• PASSAGE:
Jan CremerThe Belgian sculptor Paul van Hoeydonck, visiting Cremer's New York studio, recalls that Cremer was planning to donate a large painting depicting the current Dutch queen in an erotic pose in the Dutch landscape on the occasion of the marriage of Claus and Beatrix. This historical document, however, was painted over after having been refused as a present.

In 1967 quite a stir was caused in the Netherlands when Cremer was awarded the Amsterdam Literary Prize. Cremer's third book, Made in U.S.A., is once again written very quickly (on the ranch in Wellfleet) and deals largely with the burgeoning world of open commercial sex in the heart of New York, around Times Square and 42nd Street. Sex at a distance via correspondence, telephone, behind the camera in so-called artist's studios. Only when these reports describe physical contacts, whether fictional or not, do the female models in the book come to life. Cremer is not interested in impersonal sex. The models are also recognisable in his later large nude drawings, lithographs and pastels. He also attacks the craze for impersonal eroticism and sex by means of artificial aids in his theatre plays The Late Late Show and Oklahoma Motel, inspired by American commercials.

• MATERIAL SUPPLIED:

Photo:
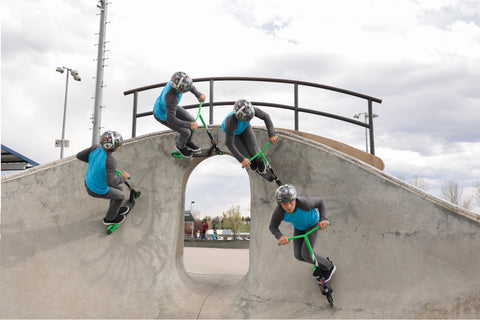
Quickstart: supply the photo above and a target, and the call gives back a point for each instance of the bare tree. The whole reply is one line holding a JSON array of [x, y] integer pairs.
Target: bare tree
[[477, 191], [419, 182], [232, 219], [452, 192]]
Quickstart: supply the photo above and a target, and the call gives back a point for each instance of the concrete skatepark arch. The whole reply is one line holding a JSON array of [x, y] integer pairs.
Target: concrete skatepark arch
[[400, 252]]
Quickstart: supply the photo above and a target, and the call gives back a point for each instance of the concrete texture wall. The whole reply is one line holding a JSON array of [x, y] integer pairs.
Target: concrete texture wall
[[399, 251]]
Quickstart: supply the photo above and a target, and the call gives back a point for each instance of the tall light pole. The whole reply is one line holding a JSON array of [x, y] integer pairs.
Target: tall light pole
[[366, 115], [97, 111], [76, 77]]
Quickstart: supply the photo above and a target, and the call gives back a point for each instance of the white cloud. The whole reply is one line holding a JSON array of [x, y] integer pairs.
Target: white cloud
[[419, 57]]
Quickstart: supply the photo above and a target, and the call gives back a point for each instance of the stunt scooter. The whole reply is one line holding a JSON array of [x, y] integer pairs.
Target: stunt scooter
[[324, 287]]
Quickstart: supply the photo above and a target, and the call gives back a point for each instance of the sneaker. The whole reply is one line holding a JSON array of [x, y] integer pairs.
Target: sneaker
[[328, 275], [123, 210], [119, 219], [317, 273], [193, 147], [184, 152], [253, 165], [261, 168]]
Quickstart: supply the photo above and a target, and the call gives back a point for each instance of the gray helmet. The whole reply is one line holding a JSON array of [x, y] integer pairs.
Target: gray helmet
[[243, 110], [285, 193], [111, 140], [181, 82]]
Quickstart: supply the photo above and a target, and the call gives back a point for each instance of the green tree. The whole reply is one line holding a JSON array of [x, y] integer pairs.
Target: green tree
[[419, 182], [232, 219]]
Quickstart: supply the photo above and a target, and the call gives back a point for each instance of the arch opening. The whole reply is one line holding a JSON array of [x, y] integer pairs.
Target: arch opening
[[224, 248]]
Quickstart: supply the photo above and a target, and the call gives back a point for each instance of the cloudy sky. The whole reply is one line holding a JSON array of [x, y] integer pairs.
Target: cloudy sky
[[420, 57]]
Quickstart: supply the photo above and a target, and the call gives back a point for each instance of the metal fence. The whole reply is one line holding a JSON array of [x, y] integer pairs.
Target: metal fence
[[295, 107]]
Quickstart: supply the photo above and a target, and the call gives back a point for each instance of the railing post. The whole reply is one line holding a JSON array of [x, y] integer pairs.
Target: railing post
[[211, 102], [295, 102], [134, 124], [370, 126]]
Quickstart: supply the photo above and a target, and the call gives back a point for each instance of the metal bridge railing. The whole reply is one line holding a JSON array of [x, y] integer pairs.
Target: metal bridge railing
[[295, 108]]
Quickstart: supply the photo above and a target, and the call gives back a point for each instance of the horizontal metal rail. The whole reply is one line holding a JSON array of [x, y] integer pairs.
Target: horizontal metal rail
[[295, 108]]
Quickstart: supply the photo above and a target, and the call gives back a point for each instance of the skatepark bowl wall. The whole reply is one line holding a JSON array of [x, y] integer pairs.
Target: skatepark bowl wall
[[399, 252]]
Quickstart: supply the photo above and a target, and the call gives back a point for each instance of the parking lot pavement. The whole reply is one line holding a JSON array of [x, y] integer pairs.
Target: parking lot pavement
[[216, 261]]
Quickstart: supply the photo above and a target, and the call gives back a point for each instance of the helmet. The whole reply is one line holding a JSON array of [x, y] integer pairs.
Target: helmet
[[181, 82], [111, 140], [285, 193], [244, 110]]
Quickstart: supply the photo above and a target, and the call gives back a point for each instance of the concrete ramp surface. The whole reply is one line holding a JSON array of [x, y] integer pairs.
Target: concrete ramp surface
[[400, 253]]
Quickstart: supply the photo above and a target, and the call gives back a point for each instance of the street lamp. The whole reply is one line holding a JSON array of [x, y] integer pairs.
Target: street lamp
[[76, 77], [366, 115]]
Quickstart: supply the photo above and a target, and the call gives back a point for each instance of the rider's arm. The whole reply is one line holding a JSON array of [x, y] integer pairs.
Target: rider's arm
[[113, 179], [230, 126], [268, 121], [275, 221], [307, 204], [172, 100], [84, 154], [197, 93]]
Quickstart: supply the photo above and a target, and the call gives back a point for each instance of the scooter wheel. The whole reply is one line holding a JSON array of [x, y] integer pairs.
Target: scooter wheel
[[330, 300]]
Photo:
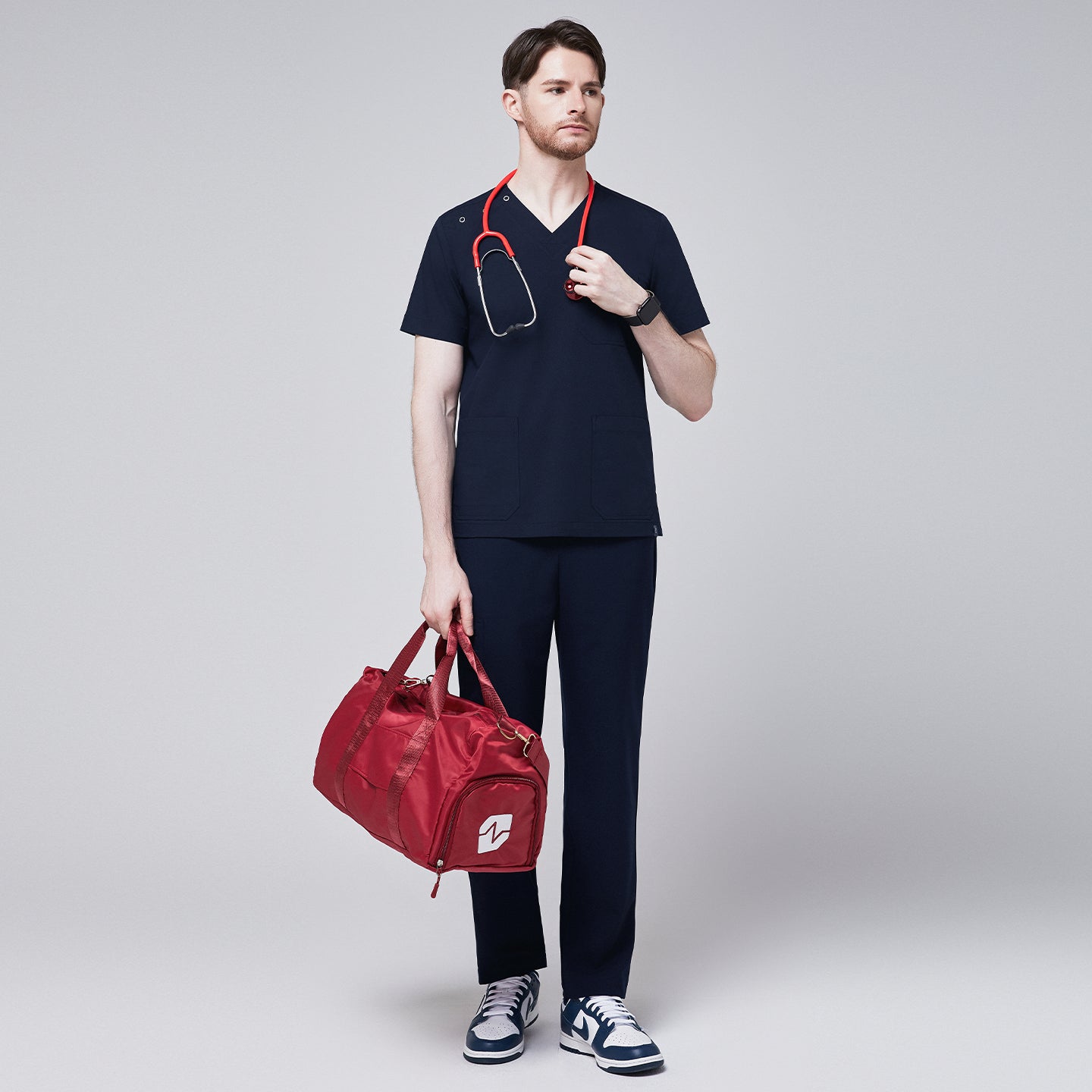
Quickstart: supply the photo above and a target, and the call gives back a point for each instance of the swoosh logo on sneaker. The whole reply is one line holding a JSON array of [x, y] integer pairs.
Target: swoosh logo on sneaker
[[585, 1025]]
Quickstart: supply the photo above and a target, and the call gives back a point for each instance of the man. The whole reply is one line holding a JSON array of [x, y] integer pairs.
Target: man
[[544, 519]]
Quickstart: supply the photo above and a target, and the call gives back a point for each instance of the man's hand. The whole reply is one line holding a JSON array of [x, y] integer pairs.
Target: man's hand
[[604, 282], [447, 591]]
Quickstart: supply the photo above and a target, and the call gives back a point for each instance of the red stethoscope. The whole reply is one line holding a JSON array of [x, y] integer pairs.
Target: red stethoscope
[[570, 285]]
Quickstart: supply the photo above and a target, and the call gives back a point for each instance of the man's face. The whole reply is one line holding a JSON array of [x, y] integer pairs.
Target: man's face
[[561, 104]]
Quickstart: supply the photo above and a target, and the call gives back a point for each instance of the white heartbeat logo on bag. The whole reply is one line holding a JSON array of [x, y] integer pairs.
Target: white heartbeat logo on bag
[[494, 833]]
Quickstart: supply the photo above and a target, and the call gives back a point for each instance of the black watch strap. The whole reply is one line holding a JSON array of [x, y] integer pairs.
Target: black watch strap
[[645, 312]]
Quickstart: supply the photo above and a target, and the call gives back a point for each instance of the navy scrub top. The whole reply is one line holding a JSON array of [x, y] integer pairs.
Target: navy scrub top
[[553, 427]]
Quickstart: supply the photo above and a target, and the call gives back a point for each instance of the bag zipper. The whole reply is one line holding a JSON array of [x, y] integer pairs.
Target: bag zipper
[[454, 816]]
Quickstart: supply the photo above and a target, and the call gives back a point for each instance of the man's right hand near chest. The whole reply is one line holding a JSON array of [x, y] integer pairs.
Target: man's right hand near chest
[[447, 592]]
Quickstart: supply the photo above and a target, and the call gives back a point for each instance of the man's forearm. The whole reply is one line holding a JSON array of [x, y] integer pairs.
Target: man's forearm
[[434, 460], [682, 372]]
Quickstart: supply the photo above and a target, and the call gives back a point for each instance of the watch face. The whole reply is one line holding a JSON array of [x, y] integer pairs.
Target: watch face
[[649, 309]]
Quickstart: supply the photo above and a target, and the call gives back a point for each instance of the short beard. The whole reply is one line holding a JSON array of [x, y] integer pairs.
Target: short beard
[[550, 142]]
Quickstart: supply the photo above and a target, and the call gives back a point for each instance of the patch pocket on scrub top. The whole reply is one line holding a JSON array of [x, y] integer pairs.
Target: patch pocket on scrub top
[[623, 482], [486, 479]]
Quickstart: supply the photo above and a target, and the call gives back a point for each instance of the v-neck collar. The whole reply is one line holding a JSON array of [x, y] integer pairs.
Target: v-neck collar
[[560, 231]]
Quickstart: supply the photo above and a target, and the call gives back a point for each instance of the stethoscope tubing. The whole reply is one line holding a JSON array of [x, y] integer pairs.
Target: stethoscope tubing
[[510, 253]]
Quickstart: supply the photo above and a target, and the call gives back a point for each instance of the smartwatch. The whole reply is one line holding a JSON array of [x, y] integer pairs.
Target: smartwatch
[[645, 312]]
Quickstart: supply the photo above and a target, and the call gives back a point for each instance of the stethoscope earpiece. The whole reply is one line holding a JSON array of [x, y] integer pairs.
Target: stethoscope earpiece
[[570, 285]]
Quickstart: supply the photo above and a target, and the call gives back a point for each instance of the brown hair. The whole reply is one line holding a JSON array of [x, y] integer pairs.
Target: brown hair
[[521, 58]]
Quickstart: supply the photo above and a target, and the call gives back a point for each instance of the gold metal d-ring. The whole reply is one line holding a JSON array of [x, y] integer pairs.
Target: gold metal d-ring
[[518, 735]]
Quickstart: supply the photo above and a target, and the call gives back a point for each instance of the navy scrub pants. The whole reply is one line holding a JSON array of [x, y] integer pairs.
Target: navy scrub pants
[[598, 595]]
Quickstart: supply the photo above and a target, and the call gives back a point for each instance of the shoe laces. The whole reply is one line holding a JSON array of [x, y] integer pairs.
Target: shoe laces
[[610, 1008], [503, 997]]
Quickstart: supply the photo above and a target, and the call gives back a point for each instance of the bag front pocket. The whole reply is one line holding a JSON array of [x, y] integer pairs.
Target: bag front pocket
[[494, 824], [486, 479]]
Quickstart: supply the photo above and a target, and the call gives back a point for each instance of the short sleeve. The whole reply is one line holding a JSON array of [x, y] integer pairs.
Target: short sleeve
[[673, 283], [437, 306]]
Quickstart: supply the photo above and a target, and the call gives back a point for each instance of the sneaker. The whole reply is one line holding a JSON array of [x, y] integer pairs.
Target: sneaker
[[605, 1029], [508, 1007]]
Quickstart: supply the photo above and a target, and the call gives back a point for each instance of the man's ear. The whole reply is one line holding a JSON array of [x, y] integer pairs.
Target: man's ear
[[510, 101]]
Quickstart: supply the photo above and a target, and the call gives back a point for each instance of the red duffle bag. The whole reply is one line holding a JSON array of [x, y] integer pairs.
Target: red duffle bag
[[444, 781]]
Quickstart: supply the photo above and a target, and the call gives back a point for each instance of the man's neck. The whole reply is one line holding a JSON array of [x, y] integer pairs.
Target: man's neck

• WHAT TO DO:
1. Name every title of a work by Cremer that appears in the passage about Jan Cremer.
2. Reproduce the part of the passage about Jan Cremer starting at "In 1967 quite" and ending at "by American commercials.".
Rely only on the passage about Jan Cremer.

• IN RESPONSE:
1.
Made in U.S.A.
The Late Late Show
Oklahoma Motel

2.
In 1967 quite a stir was caused in the Netherlands when Cremer was awarded the Amsterdam Literary Prize. Cremer's third book, Made in U.S.A., is once again written very quickly (on the ranch in Wellfleet) and deals largely with the burgeoning world of open commercial sex in the heart of New York, around Times Square and 42nd Street. Sex at a distance via correspondence, telephone, behind the camera in so-called artist's studios. Only when these reports describe physical contacts, whether fictional or not, do the female models in the book come to life. Cremer is not interested in impersonal sex. The models are also recognisable in his later large nude drawings, lithographs and pastels. He also attacks the craze for impersonal eroticism and sex by means of artificial aids in his theatre plays The Late Late Show and Oklahoma Motel, inspired by American commercials.